SET TASKS:
[1] In the PSU agreement excerpt, repeat the passage word for word, starting at the words that contain "Notwithstanding the foregoing, no" and stopping after "law or regulation.".
[2] Carry on the PSU agreement excerpt, picking up right after its final line.

Notwithstanding the foregoing, no Change of Control shall be deemed to occur if as a result of any transaction referred to in paragraph (iii) above, the Company is deemed to be the accounting acquirer under U.S. generally accepted accounting principles pursuant to Accounting Standards Codification Topic 805, as it may be amended from time to time or any successor rule, standard, pronouncement, law or regulation.

(c) “Change of Control Period” means the period commencing upon a Change of Control and ending two (2) years after a Change of Control.

(d) “Exchange Act” means the Securities Exchange Act of 1934, as amended, and any successor act thereto.

 

(Hologic, Inc. FY24 PSU Agreement (FCF) – Page 7)

Rows from a pointing dataset:
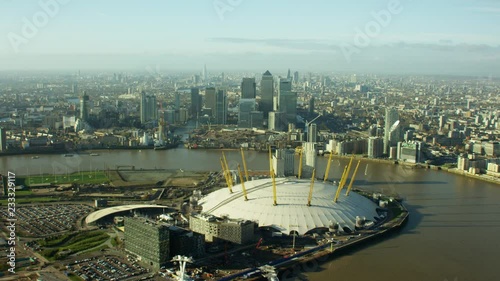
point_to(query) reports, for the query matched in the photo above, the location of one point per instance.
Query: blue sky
(421, 37)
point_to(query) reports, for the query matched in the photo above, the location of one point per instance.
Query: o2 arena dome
(292, 212)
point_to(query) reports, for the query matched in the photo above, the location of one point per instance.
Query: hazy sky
(421, 36)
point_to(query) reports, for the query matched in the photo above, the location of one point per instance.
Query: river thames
(451, 235)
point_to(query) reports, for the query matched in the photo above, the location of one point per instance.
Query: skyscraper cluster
(392, 132)
(216, 101)
(84, 107)
(149, 111)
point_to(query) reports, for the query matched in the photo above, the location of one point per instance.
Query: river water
(451, 235)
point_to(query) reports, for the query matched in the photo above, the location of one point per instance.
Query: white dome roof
(292, 212)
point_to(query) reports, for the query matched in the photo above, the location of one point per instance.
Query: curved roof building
(292, 212)
(100, 214)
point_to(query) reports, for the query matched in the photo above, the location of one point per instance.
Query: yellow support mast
(270, 160)
(242, 183)
(230, 179)
(274, 189)
(311, 188)
(244, 164)
(347, 174)
(352, 179)
(300, 162)
(328, 166)
(271, 172)
(340, 184)
(225, 175)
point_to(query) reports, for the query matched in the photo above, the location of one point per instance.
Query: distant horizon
(450, 37)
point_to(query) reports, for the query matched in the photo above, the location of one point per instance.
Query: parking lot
(46, 220)
(108, 268)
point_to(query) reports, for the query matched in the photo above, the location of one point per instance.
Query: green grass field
(74, 243)
(82, 177)
(32, 200)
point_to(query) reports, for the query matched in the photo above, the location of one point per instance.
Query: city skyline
(403, 36)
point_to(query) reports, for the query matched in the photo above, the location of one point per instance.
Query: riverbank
(85, 150)
(482, 177)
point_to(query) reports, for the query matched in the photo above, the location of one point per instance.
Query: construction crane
(225, 175)
(311, 188)
(228, 172)
(244, 164)
(328, 166)
(352, 179)
(340, 182)
(300, 162)
(182, 260)
(309, 123)
(242, 183)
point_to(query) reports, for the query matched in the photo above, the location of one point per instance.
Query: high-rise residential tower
(3, 140)
(391, 128)
(195, 101)
(266, 93)
(148, 108)
(84, 107)
(220, 107)
(248, 88)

ANSWERS TO EACH TASK:
[1]
Notwithstanding the foregoing, no Change of Control shall be deemed to occur if as a result of any transaction referred to in paragraph (iii) above, the Company is deemed to be the accounting acquirer under U.S. generally accepted accounting principles pursuant to Accounting Standards Codification Topic 805, as it may be amended from time to time or any successor rule, standard, pronouncement, law or regulation.

[2]
(e) “Good Reason” means:

(i) A material diminution in the Grantee’s base compensation;

(ii) A material diminution in the Grantee’s authority, duties and responsibilities as in effect immediately prior to the Change of Control;

(iii) A material diminution in the authority, duties and responsibilities of the supervisor to whom the Grantee is required to report as in effect immediately prior to the Change of Control;

(iv) A material change in the geographic location in which Grantee’s principal office was located immediately prior to the Change of Control;

(v) A material diminution in the budget over which the Grantee had authority immediately prior to the of the Change of Control; and

(vi) Any other action or inaction that constitutes a material breach by the Company of the PSU Award Agreement or any other agreement under which the Grantee provides services;

provided, however, that Good Reason shall not exist unless the Grantee has given written notice to the Company within ninety (90) days of the initial existence of the Good Reason event or condition(s) giving specific details regarding the event or condition; and unless the Company has had at least thirty (30) days to cure such Good Reason event or condition after the delivery of such written notice and has failed to cure such event or condition within such thirty (30) day cure period.

(f) “Merger” means a reorganization, merger or consolidation.

(g) “Voting Stock” means the then outstanding shares of voting stock of the Company.

 

(Hologic, Inc. FY24 PSU Agreement (FCF) – Page 8)


Appendix A

to

Hologic, Inc.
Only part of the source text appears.